WORK INSTRUCTIONS.
[1] According to the branding-details article, what is the maximum number of individual colors a brand should pick?
[2] Reproduce, word for word, the part of the branding-details article that opens with the words containing "By adding small" and closes with "for supporting elements).".
***** DOCUMENT EXCERPT
Why Infusing Little Details Into Your Designs Makes it Easy to Stay Consistent Across All Media (and How to Do It)

You’ve probably heard it said again and again that “design is in the details,” and hearing it one more time may make you want to pull your hair out. I know!

If I spent the amount of time I want to pull my hair out actually doing my hair, girl, I’d never be rocking a top knot.

BUT there is so much truth to this message and I am going to show you exactly why adding small details into your designs can help you create brand consistency across all platforms and how to actually do it.

4 Simple Brand Elements that Help You Keep a Consistent Brand Image

By adding small details to every design you create on social media, you can create brand consistency. When your audience sees the same fonts, colors, or patterns in your designs over and over again, they start to recognize you.

Here are four simple brand elements you can incorporate:

  • Use the Same Fonts

Whether you’re posting an image on Instagram, Facebook, or another social media platform, use 2 or 3 fonts in the same nature each time.  This means you should have a specific heading font and a specific subheading font or body font to keep your message consistent. When your audience reads these fonts over and over again, they will start to recognize your work just by seeing consistent fonts.

  • Pick (and Stick) Your Colors

Pick no more than 5 individual colors (I like to select 2 or 3 main colors with a couple of options for supporting elements).

When you look at any of your social profiles or website, you should be able to see a common theme in the color scheme you use and it should be pretty obvious what your branding colors are.

For example, if you check out my Ally B Designs instagram page, right away you’ll notice that I use cranberry, soft pink, shades of green, white, and gray often in the images that I post. When you go to my website, you’ll see that those are my branding colors.

If you have a certain vibe or feel that you want your brand to portray, have a look at some color psychology charts to learn what emotions certain colors are symbolic of and how they psychologically make a person feel.

  • Create Patterns

One fabulous way to create visual consistency in your brand is to use background patterns and textures.

I like to create 3 patterns that you can use as background images on your website, quote templates on social media, or in your brand collateral. These can be simple patterns like marble or they can be crazy fun polka dots or watercolor brush strokes that make a splash. Some brands use stripes or floral backgrounds.

By consistently rotating the patterns you use, your audience will, again, recognize what belongs to you.

  • Design Special Details

Think about 1-3 little things that you can design like an icon, floral details, or imagery that can be added to create consistency with repetition.

Think of these as a visual representation of what you are trying to communicate. Just as you add images and graphics to a blog post to make it interesting, these can help demonstrate a point and send a strong message to your audience.

You’ll notice I use a metallic gold pattern in a lot of my fonts and a floral pattern for my social media share icons and for the background for some of the headline text I use on my website.
**********
***** DATA SECTION
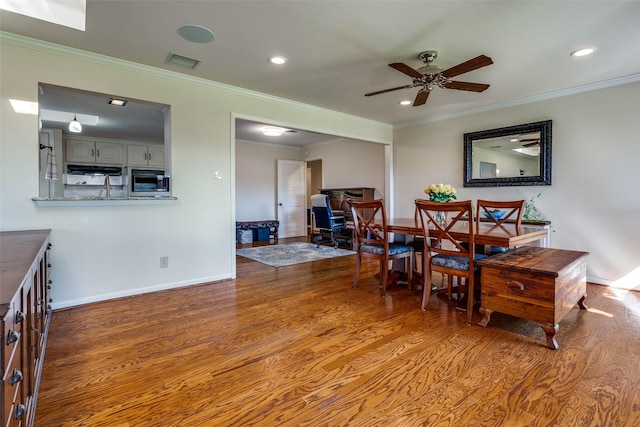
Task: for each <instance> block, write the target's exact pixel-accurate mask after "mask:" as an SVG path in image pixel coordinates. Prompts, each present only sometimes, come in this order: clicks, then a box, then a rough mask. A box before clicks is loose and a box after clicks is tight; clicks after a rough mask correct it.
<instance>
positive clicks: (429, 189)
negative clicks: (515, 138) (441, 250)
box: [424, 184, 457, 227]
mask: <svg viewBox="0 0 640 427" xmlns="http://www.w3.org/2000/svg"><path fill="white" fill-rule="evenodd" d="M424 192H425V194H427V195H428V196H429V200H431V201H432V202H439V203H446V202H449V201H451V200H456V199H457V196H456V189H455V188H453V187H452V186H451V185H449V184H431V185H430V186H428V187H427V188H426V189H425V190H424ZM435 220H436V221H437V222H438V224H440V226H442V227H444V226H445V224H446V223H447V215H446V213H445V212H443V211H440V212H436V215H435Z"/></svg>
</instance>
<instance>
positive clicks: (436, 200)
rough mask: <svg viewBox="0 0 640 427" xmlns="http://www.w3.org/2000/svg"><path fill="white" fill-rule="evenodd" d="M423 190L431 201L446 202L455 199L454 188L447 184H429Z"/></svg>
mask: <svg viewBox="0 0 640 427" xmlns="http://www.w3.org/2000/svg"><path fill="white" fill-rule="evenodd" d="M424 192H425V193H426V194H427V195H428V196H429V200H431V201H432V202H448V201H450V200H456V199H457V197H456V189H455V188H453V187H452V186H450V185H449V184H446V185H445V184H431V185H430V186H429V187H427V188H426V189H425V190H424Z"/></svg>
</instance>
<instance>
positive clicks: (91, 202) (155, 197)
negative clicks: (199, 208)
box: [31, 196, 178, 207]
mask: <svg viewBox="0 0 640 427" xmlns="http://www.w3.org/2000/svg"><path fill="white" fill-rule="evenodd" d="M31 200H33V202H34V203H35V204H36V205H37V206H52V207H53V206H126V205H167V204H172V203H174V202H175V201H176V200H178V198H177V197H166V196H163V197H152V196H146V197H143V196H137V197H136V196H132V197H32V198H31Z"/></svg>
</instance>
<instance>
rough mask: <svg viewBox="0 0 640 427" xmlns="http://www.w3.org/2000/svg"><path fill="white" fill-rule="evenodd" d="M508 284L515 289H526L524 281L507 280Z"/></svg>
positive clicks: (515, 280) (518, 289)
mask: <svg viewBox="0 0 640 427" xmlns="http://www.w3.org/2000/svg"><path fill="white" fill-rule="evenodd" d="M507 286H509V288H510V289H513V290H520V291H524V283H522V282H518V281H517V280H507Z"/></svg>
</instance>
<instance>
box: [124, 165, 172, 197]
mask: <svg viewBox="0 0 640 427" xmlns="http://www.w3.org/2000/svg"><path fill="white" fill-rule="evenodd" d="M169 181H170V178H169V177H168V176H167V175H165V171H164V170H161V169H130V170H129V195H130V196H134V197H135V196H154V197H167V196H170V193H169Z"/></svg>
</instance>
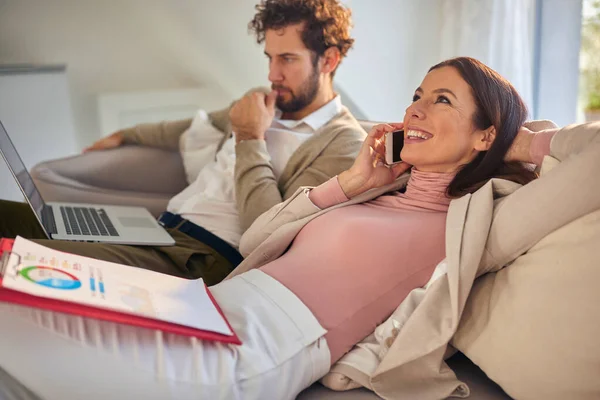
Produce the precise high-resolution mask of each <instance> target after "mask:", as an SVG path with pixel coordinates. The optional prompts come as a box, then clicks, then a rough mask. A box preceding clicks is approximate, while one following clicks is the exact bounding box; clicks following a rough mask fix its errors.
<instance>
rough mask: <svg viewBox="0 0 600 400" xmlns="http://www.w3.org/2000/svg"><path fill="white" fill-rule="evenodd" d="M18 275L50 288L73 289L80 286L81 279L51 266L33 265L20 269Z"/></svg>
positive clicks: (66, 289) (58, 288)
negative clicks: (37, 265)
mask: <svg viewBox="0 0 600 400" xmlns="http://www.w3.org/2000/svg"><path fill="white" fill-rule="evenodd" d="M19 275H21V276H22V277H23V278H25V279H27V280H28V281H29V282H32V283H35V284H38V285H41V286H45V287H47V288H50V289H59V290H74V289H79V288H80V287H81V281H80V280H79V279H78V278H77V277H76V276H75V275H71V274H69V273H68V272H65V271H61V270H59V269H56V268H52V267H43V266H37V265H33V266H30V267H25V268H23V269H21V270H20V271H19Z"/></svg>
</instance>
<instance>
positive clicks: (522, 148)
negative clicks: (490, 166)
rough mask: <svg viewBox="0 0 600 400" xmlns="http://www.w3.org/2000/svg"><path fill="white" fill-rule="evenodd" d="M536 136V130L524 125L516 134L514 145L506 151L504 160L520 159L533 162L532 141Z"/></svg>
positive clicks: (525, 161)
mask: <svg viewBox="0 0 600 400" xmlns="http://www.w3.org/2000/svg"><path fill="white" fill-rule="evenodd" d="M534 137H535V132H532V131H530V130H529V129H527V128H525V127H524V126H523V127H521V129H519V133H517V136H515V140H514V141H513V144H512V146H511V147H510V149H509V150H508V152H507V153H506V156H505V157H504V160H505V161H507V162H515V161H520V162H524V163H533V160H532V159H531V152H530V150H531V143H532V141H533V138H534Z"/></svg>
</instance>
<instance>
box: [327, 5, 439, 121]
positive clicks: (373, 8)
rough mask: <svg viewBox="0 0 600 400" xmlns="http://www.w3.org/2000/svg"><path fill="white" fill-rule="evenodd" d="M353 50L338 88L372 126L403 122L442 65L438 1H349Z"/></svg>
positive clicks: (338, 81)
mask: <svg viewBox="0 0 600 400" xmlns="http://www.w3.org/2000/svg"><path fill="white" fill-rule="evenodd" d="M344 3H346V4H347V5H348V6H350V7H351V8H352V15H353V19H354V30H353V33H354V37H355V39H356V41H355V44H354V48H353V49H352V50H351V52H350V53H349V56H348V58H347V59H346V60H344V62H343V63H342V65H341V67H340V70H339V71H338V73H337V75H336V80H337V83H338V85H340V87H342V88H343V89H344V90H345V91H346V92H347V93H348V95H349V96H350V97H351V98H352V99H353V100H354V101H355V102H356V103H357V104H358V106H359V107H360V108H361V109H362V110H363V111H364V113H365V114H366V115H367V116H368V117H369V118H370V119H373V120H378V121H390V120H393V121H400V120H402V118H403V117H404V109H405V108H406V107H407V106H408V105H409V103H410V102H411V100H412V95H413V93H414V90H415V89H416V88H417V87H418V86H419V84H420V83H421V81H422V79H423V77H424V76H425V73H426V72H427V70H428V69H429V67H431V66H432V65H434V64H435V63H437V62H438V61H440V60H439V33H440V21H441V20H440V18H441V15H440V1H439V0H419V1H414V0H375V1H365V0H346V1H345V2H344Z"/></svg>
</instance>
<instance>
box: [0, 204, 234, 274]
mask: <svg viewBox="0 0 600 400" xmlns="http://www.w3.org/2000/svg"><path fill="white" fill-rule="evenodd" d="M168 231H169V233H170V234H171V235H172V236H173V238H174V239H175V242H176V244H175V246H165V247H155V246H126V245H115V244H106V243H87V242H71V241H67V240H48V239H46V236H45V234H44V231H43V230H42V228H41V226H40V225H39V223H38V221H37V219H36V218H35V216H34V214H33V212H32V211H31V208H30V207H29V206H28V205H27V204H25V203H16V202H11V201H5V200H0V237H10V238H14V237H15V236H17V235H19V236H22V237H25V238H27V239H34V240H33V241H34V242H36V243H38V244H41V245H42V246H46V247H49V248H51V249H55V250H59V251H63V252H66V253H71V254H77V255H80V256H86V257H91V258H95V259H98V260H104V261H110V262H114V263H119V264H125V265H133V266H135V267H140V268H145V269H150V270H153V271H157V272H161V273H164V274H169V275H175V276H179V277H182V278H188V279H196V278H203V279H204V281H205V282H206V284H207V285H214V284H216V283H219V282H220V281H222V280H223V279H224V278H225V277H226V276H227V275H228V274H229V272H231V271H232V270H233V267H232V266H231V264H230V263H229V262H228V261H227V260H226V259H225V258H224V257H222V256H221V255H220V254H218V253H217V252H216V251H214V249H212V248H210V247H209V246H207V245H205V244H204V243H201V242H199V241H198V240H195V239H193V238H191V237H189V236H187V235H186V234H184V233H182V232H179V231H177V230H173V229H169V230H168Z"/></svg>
**********
TASK-BY-TASK SOLUTIONS.
[1] No more than 5 individual colors.

[2]
By adding small details to every design you create on social media, you can create brand consistency. When your audience sees the same fonts, colors, or patterns in your designs over and over again, they start to recognize you.

Here are four simple brand elements you can incorporate:

  • Use the Same Fonts

Whether you’re posting an image on Instagram, Facebook, or another social media platform, use 2 or 3 fonts in the same nature each time.  This means you should have a specific heading font and a specific subheading font or body font to keep your message consistent. When your audience reads these fonts over and over again, they will start to recognize your work just by seeing consistent fonts.

  • Pick (and Stick) Your Colors

Pick no more than 5 individual colors (I like to select 2 or 3 main colors with a couple of options for supporting elements).